## INPUT MATERIAL
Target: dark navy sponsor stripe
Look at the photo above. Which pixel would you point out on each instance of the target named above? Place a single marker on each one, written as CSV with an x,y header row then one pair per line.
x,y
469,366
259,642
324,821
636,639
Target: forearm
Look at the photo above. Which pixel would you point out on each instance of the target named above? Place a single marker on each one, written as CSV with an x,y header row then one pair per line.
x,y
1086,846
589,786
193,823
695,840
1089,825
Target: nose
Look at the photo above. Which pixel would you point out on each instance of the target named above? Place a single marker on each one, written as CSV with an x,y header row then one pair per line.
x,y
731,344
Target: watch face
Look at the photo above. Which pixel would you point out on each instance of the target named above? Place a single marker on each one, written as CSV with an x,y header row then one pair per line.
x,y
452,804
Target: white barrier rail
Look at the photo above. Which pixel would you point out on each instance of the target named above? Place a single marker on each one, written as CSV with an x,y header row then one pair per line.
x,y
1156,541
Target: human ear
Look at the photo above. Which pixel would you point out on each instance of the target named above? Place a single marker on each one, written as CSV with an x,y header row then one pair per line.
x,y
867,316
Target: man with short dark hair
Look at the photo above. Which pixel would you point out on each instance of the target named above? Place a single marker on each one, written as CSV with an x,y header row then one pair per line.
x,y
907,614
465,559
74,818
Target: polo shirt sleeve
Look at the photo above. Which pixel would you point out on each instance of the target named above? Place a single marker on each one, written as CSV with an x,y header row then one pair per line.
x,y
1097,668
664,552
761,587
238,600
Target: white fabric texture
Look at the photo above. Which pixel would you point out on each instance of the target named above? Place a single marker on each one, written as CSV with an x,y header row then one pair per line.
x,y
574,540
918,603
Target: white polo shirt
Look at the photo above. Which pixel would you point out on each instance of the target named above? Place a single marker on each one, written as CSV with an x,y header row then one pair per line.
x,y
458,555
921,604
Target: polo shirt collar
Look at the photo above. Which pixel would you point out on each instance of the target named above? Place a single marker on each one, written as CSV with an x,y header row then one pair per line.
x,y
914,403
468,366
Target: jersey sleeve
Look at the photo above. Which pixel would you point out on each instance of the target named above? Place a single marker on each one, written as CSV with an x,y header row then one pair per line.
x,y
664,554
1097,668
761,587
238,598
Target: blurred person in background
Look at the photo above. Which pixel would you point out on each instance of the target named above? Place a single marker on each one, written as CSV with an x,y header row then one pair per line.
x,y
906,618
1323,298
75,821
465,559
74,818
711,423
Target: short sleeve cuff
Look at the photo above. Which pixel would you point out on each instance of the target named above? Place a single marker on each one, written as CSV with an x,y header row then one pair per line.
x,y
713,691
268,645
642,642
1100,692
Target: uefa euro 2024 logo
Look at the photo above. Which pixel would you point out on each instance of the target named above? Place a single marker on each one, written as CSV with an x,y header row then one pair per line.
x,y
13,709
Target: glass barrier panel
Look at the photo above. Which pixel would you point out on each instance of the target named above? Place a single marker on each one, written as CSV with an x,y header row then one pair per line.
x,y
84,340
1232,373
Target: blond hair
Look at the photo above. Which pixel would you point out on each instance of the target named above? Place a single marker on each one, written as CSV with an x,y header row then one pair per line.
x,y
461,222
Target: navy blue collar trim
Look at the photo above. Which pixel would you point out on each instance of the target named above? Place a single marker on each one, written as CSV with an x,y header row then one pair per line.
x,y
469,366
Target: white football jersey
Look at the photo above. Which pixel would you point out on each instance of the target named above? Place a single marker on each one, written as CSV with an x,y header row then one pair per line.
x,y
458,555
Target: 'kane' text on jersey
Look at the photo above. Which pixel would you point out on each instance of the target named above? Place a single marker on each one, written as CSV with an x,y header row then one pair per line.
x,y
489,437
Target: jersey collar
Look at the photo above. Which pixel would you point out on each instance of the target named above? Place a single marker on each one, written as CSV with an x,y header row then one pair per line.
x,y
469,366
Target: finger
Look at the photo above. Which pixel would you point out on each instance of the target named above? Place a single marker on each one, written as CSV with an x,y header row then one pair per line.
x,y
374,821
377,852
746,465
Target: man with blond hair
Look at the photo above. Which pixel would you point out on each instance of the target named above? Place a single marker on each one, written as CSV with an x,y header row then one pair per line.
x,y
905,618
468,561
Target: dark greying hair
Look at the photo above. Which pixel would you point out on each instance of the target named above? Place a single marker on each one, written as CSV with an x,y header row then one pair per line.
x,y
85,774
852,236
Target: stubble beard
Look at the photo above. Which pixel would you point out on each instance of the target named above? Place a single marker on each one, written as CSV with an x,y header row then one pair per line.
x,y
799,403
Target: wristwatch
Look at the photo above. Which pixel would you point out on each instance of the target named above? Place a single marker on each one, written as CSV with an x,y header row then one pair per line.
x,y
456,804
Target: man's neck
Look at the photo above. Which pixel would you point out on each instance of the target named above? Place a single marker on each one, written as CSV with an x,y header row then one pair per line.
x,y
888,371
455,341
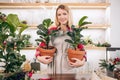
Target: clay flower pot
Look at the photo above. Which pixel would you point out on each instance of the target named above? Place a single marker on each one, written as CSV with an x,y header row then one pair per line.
x,y
75,54
47,52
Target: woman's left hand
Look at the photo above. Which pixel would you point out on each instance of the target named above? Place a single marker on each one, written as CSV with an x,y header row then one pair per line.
x,y
77,62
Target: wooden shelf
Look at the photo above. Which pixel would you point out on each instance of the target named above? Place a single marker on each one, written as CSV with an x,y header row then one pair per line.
x,y
50,5
91,26
98,26
86,47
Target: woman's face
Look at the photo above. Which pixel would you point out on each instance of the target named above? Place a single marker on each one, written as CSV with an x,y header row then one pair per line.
x,y
62,16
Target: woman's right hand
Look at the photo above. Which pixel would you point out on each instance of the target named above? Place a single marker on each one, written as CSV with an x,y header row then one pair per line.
x,y
45,59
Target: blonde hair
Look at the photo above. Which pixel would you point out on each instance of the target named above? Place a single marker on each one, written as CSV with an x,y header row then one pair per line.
x,y
69,12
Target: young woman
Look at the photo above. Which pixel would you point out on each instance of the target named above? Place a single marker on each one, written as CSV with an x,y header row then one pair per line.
x,y
60,63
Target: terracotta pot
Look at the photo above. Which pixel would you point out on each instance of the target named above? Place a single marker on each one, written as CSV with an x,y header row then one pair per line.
x,y
47,52
75,54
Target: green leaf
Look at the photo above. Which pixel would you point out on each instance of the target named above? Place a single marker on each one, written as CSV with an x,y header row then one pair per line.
x,y
69,41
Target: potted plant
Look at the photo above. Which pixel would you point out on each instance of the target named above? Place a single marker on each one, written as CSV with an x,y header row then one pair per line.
x,y
10,45
76,41
45,34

## PROBLEM TO SOLVE
Set the data above down again exactly as given, with no pictures.

## FINISHED EXERCISE
Target: dark navy sponsor stripe
Look at the photo above. Which pixel would you point out on each instance of the target named above? Place a single marker on each one, written as CSV with an x,y header row then one pair per line.
x,y
469,366
259,642
324,821
636,639
Target: forearm
Look at the photo above. Which pixel would you point out on each instance of the target named above? Place a single marker on each one, written as CSV with an x,y header row then one pair per line.
x,y
1086,846
589,786
193,823
695,840
1089,825
Target: nose
Look at the photo above. Which pixel would you point out on each instance of the target named above? Place a single marker on each one, written as CSV with an x,y header row then one pair per line.
x,y
731,344
Target: watch face
Look at the photo above. Which pixel would you point out on each instance of the target named above? Place a single marker on each one, written as CSV with an x,y header row then one pair per line.
x,y
452,804
Target: white barrier rail
Look at the photo above. Which pixel would you point out on each instance of the target named above? Place a single marker on each one, written as CSV with an x,y header row then one pair per line.
x,y
1156,541
Target: human ear
Look at the photo above. Which pixel would you point out on each instance of the target named above? Place a single marker on each one, written as CSV with an x,y header row then one pair per line.
x,y
867,316
Target: man with short dark hair
Look at the photo above. Which pixel would you point out on each instance of the target named above? Place a single marker on each one, written as CSV with an x,y header row then one pair per line.
x,y
907,614
465,559
74,818
Target: polo shirt sleeve
Look at the photo above. Which pixel would you point out on each instance of the target named above? Place a single marker on each one, written as CSV with an x,y header row then one pair per line.
x,y
1097,668
664,552
761,587
238,600
Target: white fabric texture
Look at the photo above. Which pixel would you point out on each instance of the target named above? Place a single marker on each one, written as CSV with an x,y header row then one pair per line.
x,y
574,540
918,603
Target: white polo shirt
Look at the photo above. Which pixel would you point out on each instance of the target named above? Place a single marker on each one, written as CSV with an x,y header row then one pair per line.
x,y
458,555
921,604
Target: polo shirt collar
Look at the photo above. Which pixel would you point out on each instance of the target named above? Place a single marker on each one, written as CSV with an x,y header row then one pair per line.
x,y
914,403
468,366
Target: jersey sleeve
Look at the photo above. Which pixel would you point out on each instance of the target named above? Place a single marker on each one, written as CSV with an x,y header row then one pair per line.
x,y
664,554
1097,668
761,587
238,598
Target: blurred person in background
Look at the photo above. Which pixel would you point out on each instance of the target named above? Place a single marker on each one, written as CSV with an x,y header row then one pair per line.
x,y
906,618
1323,298
75,821
465,559
74,818
711,423
Target: short sleeve cuff
Look at the photo above. Which pixel would you point out on each instance of the target named above? Place a single marker on each one, written as CSV with an x,y header row then one pair per line.
x,y
713,691
268,645
642,642
1100,692
Target: uefa euro 2024 logo
Look at the photo above. Which pixel would you point out on each instance of the target named above? Place a single marker on each one, written as CSV with an x,y header row then one pair per line.
x,y
13,709
Target: glass barrier panel
Look at the photo above. Which pixel would you point out on each instance of the target named above? Place a single marker on each one, written as CSV with an x,y header row then one pair per line.
x,y
84,340
1232,373
Target: blond hair
Look at the photo above. Which pixel would you point out on each instance of the target named above? Place a single marker on each one, written as CSV with an x,y header row then one pair per line.
x,y
461,222
Target: navy blue collar trim
Look at the photo above. Which pixel would you point out on each instance of the target named above? Place a single marker on each one, written as CSV with an x,y header row then one pair per line.
x,y
469,366
Target: white football jersey
Look at the photo above. Which pixel would you point out on each instance of the target named above? Place a single marker on each one, written as CSV with an x,y header row then one pair per line.
x,y
458,555
Target: 'kane' text on jersey
Look at the photo above. Which pixel would you point out on each instance of the target named above? Place a single marker on each one, written as CSV with an x,y header row then one pair per line.
x,y
489,437
Target: jersey collar
Look at the photo above. Which pixel would you point out on each instance of the target named above? Place a single marker on each one, written as CSV with an x,y header row then one pair per line.
x,y
469,366
Target: finger
Look at the photo above. Which pixel would you point out on each instance of the target named above? Place a single marker on each one, written as CSV with an x,y header row then one pair per line.
x,y
374,821
377,852
746,465
Target: man with blond hair
Look at the photo above. Which pixel would you point out on each instance of the target named above? Place a single marker on each one, written as CSV with an x,y header row then one pair per line.
x,y
905,618
468,561
Target: dark greying hair
Look at the photo above. Which pixel would you point out on each instance of the target named above? Place a single marker on each one, written as CSV with an x,y header row then one pair per line.
x,y
85,774
852,236
Target: stubble beard
Look at the photo above. Which pixel would you point out on each instance of the target named above? Place a single marker on each one, written as CSV with an x,y header row then one pair per line.
x,y
799,403
Target: wristwatch
Look at the photo above. Which pixel would you point out on each instance of the target named above? Place a single marker on each one, written as CSV with an x,y header row then one pair per line.
x,y
456,804
Target: man's neck
Look at the photo above. Which pixel would you point out on each instance of the target named above? Place a single marker on each one, written as CSV with an x,y header row then one pair per line.
x,y
888,371
455,341
Target: clay flower pot
Look at the photo above. Which pixel would you point out on each instance of the target named above? Place a single marker on each one, written as CSV with an x,y header row then one pair per line.
x,y
75,54
47,52
Target: woman's left hand
Look at the photo above. Which pixel would you point out on each instance of the target named above? Place a single marker on each one, written as CSV with an x,y header row then one pair per line.
x,y
77,62
Target: wooden shelf
Look at the photo above. Which pixel would you point out on each instance of the target named above? Place a single marker on each one, written as CSV with an x,y header row then one pair per line.
x,y
50,5
91,26
98,26
86,47
Target: woman's face
Look at the photo above. Which pixel would you point out on each instance of the target named above? Place a single marker on each one, written as CSV with an x,y header row then one pair per line.
x,y
62,16
Target: woman's right hand
Look at the photo above. Which pixel would you point out on each instance of the target named above? Place a single marker on each one, written as CSV with an x,y header row then one pair per line.
x,y
45,59
Target: blonde hair
Look at the photo above. Which pixel would you point out on each instance of the target named above? Place a single marker on each one, written as CSV with an x,y header row then one pair per line.
x,y
69,12
Target: young woman
Look at the photo above. Which pixel would you point out on each instance of the target named above? Place a single marker on each one, written as CSV with an x,y header row then one pair per line.
x,y
60,63
Target: terracotta pot
Look at the photo above. Which pixel would you point out on each instance of the target named above? Place a single marker on each one, written as CSV with an x,y header row then one pair per line.
x,y
47,52
75,54
Target: green leaf
Look at the photo above. Which pixel would you point out on each instance of the target named above? Place a single marker on each one, written as CSV with an x,y header row then one pair per line.
x,y
69,41
Target: potted plant
Look at the photo above. Which pixel would you point out on each instance of the target named above? Place a single marker on each one, written as CSV with an x,y header row then one pair per line.
x,y
10,45
76,41
45,34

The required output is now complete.